(Records)
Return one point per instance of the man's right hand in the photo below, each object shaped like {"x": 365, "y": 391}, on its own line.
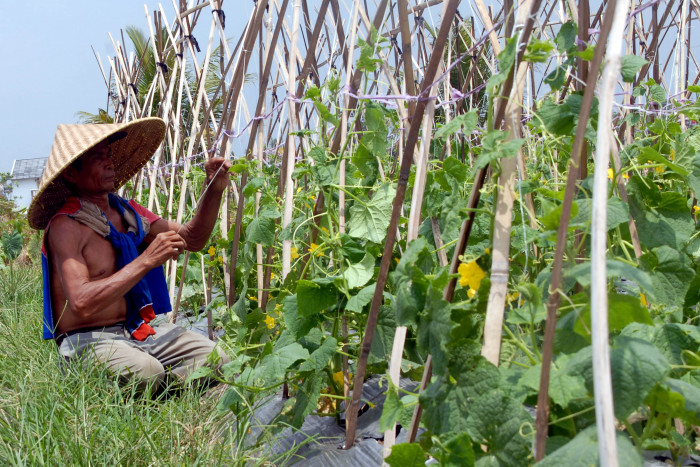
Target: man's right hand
{"x": 167, "y": 245}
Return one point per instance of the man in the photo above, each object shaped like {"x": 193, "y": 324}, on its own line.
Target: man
{"x": 103, "y": 255}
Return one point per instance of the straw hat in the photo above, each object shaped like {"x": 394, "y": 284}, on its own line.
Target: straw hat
{"x": 132, "y": 145}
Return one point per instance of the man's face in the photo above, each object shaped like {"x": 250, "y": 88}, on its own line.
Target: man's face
{"x": 96, "y": 174}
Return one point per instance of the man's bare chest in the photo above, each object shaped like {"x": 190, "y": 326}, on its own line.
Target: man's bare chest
{"x": 100, "y": 256}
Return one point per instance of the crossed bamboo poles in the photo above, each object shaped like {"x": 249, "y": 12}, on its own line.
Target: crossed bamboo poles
{"x": 289, "y": 57}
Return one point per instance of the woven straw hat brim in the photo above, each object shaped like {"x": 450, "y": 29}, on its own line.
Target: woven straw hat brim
{"x": 129, "y": 154}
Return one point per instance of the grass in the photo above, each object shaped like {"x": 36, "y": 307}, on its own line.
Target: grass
{"x": 70, "y": 414}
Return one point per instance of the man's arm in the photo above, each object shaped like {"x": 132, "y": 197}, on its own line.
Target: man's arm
{"x": 88, "y": 298}
{"x": 197, "y": 231}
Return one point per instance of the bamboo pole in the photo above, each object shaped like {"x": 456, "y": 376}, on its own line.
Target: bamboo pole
{"x": 602, "y": 379}
{"x": 353, "y": 406}
{"x": 578, "y": 158}
{"x": 412, "y": 234}
{"x": 291, "y": 147}
{"x": 500, "y": 263}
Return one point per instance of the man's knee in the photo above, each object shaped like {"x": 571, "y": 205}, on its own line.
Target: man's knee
{"x": 195, "y": 350}
{"x": 144, "y": 370}
{"x": 130, "y": 364}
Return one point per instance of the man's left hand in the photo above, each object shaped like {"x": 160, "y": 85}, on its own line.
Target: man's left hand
{"x": 217, "y": 169}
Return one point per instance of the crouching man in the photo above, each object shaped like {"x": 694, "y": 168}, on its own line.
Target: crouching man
{"x": 103, "y": 255}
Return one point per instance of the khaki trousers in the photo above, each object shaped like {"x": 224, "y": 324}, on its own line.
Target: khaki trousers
{"x": 172, "y": 350}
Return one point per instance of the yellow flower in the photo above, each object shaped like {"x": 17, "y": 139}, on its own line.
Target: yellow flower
{"x": 471, "y": 275}
{"x": 338, "y": 377}
{"x": 315, "y": 249}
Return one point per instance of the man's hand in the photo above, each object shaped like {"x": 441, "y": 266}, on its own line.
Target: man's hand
{"x": 217, "y": 170}
{"x": 166, "y": 245}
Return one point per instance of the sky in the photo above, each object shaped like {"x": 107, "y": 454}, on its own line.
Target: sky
{"x": 48, "y": 71}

- [Your objective] Reproduce the part of the lines above that opens with the line containing "Return one point per instance of the man's hand" and runs through the last line, keeping the requests unchanged. Multiply every x and y coordinate in the answers by 0.9 and round to whole numbers, with halves rounded up.

- [Task response]
Return one point per instance of the man's hand in the photo above, each object shaped like {"x": 441, "y": 266}, on its own line.
Target: man's hand
{"x": 195, "y": 153}
{"x": 149, "y": 221}
Return one point per instance of the sky in the photo above, each object shaped like {"x": 107, "y": 454}, on its own line.
Target: sky
{"x": 43, "y": 64}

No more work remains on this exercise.